#### Dataset excerpts
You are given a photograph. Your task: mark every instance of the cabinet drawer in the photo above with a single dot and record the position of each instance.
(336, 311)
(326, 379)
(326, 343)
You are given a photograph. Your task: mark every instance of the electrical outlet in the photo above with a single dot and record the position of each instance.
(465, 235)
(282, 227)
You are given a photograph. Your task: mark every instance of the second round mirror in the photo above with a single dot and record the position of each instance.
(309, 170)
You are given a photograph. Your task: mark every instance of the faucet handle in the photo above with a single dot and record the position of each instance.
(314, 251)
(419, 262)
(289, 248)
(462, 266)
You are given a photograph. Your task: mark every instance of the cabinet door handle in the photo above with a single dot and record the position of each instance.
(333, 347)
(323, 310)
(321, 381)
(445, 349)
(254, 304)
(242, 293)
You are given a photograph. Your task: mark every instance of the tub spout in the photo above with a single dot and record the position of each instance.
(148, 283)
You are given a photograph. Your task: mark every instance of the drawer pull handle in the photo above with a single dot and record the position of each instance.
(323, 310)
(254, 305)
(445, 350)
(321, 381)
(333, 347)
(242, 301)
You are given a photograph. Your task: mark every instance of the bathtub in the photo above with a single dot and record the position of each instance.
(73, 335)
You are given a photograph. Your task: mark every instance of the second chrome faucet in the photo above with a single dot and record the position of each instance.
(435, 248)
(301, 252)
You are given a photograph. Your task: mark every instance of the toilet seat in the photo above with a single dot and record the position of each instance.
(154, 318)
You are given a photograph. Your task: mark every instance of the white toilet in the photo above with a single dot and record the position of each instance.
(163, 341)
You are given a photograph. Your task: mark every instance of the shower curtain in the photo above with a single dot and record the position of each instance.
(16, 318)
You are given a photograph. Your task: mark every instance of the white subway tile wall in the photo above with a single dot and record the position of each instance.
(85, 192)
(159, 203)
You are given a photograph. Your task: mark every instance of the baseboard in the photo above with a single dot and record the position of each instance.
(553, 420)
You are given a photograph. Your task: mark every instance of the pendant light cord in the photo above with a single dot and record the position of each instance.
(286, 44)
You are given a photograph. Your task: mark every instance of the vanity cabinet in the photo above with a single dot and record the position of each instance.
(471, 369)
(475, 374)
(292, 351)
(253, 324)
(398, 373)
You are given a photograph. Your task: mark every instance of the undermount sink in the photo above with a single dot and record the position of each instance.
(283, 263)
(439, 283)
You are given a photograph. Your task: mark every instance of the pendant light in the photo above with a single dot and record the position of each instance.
########
• Task details: In the listing above, find the line with "of the vanity" and set down that line and all after it exactly, through the final line.

• Answer area:
You are given a photograph. Your task: mark every instance of the vanity cabinet in the photo above with a single dot and record the position of each instance.
(471, 369)
(475, 374)
(292, 351)
(253, 324)
(398, 373)
You are given a photograph. Your task: mark every instance of the undermount sink in the photo above with a single dot and record the position of each instance.
(283, 263)
(439, 283)
You are given a photograph. Your task: mark every instance of the pendant light in the photo above with a single dot and record the position of each instance.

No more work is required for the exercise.